◆ Directive
Can you repeat the lines of the records word for word, beginning with the line that contains "Autonomous forklift vision pipeline — detect the stone" and continuing through the line that contains "242,989,364,1256", both included?

[Region annotation records]
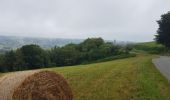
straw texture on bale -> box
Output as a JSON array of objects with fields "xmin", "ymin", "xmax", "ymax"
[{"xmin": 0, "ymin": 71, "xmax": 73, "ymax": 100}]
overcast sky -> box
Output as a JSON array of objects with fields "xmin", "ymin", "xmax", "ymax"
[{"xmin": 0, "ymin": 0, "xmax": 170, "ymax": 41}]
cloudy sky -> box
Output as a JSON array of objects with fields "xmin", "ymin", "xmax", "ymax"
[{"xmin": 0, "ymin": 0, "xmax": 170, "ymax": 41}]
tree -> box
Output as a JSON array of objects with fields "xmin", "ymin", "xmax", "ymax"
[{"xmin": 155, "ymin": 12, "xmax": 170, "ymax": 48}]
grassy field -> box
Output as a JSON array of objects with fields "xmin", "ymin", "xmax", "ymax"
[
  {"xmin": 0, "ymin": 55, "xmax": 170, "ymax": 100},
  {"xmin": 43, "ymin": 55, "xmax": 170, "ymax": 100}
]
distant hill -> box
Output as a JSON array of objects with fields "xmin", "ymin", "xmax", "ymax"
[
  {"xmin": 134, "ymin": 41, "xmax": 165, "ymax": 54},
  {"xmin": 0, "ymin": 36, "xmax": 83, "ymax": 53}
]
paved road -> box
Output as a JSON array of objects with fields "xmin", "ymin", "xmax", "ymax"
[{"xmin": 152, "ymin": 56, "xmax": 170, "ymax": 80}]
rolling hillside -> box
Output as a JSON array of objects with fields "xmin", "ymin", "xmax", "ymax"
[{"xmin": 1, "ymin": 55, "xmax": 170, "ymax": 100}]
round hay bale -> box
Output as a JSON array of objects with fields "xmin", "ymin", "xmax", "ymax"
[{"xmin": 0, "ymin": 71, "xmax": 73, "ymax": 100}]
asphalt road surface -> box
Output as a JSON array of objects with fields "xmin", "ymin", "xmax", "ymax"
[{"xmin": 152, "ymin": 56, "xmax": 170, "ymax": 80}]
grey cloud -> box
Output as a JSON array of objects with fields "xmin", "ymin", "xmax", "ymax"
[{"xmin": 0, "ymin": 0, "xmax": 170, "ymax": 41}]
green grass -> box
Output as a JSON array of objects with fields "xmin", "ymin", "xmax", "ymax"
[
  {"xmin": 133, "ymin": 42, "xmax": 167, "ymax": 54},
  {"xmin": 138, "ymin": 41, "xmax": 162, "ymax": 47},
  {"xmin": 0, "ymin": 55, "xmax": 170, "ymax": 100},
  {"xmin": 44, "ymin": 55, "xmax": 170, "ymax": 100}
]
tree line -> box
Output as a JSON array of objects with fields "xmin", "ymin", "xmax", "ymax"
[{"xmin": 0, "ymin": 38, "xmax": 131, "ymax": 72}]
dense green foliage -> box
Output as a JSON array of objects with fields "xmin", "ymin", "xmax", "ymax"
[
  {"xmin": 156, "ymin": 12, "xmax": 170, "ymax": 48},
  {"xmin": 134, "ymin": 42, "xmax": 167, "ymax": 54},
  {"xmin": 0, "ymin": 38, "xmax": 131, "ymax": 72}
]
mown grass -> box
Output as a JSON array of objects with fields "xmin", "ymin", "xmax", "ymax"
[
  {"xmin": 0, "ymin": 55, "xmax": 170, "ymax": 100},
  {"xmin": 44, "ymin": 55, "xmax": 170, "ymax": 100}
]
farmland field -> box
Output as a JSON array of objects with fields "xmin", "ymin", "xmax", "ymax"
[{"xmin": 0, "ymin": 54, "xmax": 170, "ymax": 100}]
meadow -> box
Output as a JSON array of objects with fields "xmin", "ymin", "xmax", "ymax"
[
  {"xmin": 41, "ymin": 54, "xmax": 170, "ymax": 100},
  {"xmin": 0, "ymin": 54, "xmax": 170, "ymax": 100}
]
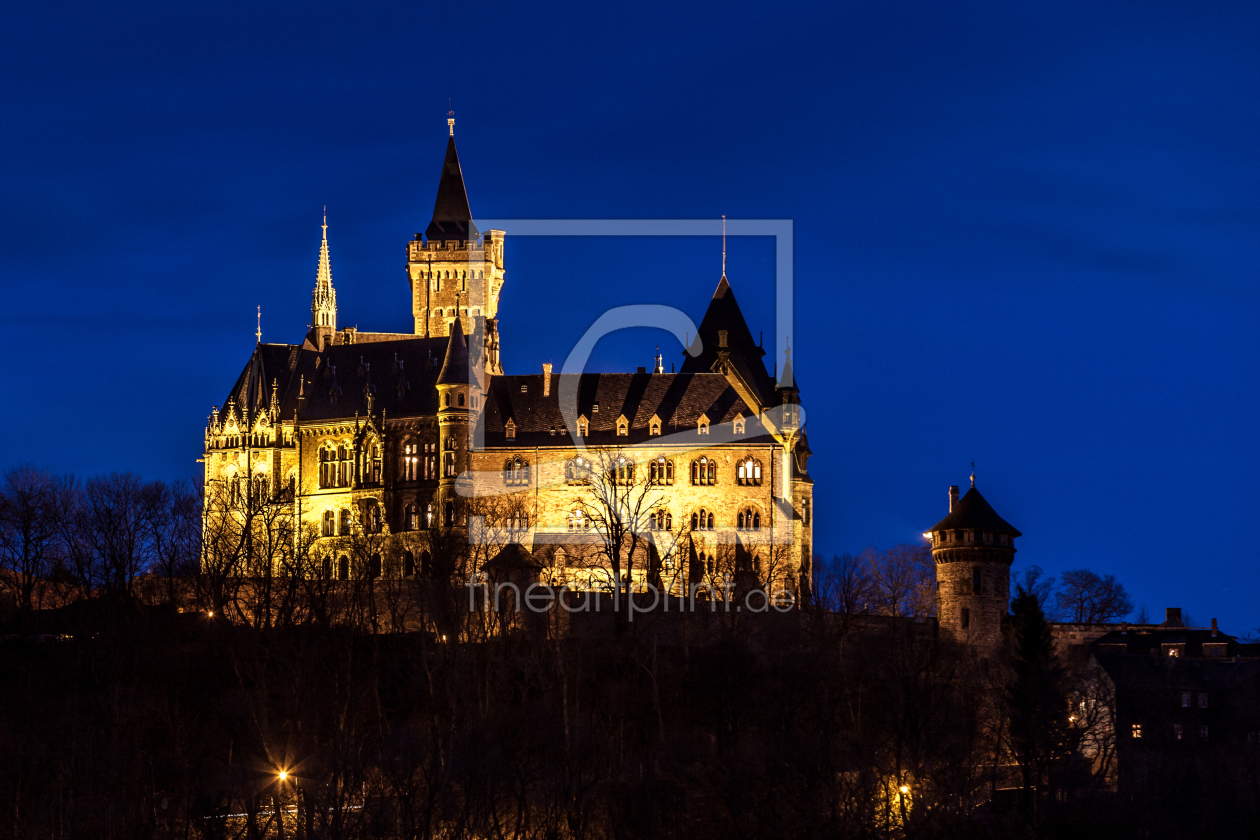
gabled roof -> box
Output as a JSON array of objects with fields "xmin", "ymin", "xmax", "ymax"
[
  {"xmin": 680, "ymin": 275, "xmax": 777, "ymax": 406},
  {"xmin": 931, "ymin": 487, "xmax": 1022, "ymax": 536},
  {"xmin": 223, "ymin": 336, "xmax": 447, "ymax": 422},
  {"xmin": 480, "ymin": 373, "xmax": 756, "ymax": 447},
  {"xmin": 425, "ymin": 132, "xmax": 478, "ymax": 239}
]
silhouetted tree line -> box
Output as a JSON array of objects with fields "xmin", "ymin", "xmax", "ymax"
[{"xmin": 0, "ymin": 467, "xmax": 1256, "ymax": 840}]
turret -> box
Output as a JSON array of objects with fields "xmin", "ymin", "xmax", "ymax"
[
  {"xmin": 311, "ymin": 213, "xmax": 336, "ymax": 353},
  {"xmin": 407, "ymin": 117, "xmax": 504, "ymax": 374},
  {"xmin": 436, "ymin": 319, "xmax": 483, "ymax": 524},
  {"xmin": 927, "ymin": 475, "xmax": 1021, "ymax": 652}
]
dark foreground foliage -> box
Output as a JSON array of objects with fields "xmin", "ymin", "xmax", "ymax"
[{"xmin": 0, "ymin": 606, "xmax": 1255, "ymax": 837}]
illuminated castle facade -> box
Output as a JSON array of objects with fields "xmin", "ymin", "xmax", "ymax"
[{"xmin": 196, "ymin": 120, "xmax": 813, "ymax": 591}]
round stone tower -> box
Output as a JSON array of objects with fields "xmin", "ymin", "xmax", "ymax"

---

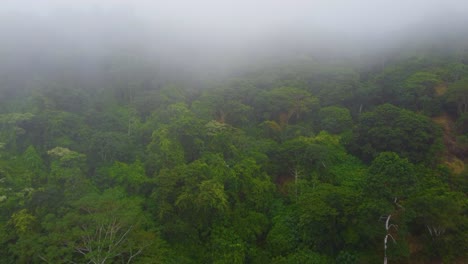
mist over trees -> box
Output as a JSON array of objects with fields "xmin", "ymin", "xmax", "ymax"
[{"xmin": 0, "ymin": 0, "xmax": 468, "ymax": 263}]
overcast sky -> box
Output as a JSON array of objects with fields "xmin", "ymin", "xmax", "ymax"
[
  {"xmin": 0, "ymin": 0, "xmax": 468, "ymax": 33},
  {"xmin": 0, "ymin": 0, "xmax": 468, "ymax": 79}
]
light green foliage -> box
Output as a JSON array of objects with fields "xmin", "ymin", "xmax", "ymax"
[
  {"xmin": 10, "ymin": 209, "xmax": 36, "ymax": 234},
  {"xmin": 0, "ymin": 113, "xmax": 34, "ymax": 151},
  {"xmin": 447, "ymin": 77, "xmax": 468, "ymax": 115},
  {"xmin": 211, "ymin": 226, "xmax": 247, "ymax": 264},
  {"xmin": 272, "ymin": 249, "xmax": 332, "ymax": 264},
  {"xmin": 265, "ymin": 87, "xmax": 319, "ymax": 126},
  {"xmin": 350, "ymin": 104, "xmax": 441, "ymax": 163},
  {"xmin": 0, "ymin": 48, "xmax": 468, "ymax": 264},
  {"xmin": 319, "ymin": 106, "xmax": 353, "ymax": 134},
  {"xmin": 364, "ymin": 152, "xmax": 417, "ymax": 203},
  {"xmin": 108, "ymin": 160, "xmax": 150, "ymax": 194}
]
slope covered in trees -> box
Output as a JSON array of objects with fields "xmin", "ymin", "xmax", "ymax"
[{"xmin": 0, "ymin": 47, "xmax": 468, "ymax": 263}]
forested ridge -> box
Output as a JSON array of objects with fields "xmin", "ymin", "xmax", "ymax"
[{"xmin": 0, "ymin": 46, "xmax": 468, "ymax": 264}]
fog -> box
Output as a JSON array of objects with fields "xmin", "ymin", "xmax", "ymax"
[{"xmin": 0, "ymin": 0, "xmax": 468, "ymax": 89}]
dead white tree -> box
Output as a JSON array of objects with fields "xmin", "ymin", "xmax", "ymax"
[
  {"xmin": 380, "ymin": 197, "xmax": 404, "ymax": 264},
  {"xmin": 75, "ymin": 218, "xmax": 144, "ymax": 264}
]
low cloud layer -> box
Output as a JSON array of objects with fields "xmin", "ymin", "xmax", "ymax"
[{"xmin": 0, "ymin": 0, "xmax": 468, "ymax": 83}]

==

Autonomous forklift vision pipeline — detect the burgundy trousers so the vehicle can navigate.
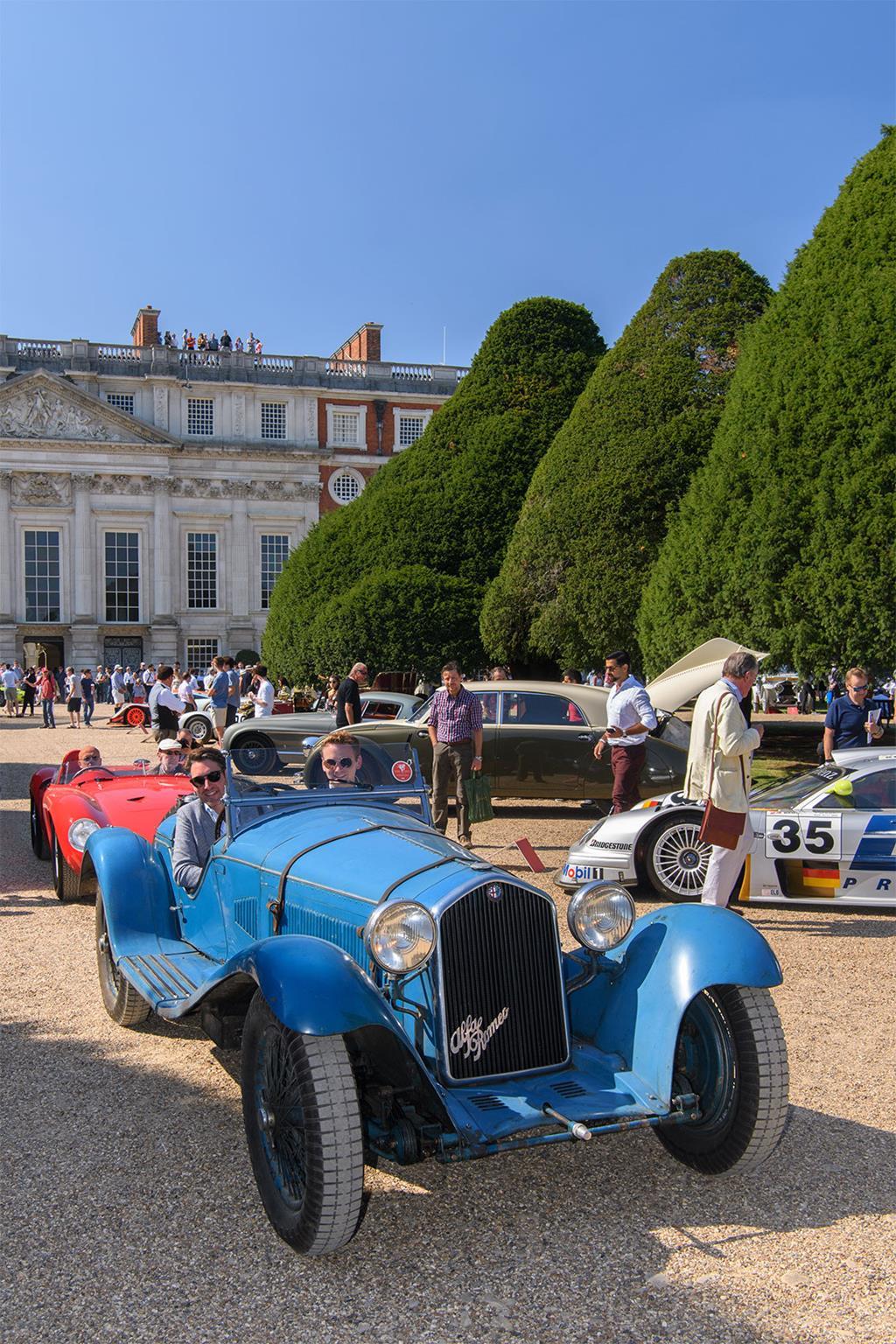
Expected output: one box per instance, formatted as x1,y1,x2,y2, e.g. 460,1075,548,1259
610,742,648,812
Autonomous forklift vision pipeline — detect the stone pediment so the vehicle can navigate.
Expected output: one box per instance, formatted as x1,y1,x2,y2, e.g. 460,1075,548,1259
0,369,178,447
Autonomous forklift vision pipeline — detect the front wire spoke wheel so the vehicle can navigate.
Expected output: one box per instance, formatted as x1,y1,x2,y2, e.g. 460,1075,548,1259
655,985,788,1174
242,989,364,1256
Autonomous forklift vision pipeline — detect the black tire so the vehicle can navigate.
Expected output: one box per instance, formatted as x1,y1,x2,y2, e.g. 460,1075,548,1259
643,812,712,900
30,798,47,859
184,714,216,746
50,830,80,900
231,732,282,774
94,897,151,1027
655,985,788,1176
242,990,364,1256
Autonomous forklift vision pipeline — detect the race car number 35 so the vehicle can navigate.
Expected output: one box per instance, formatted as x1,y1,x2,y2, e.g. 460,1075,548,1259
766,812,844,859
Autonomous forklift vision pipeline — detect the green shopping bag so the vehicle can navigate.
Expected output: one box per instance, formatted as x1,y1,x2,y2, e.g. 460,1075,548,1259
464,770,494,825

◆ Response below
Autonomous forklift vision pipeline — detect the stone pediment so the vehicle can navigate.
Expected output: one box per instance, formatted as x1,y1,x2,y2, e.g. 460,1075,548,1259
0,369,178,447
Autonomous forklift vision pipeline — detect the front wire spoke wheel so the vehicle can navigate.
Expected output: one box per instance, formatted as x1,y1,x2,y2, e.g. 460,1075,548,1259
655,985,788,1174
242,989,364,1256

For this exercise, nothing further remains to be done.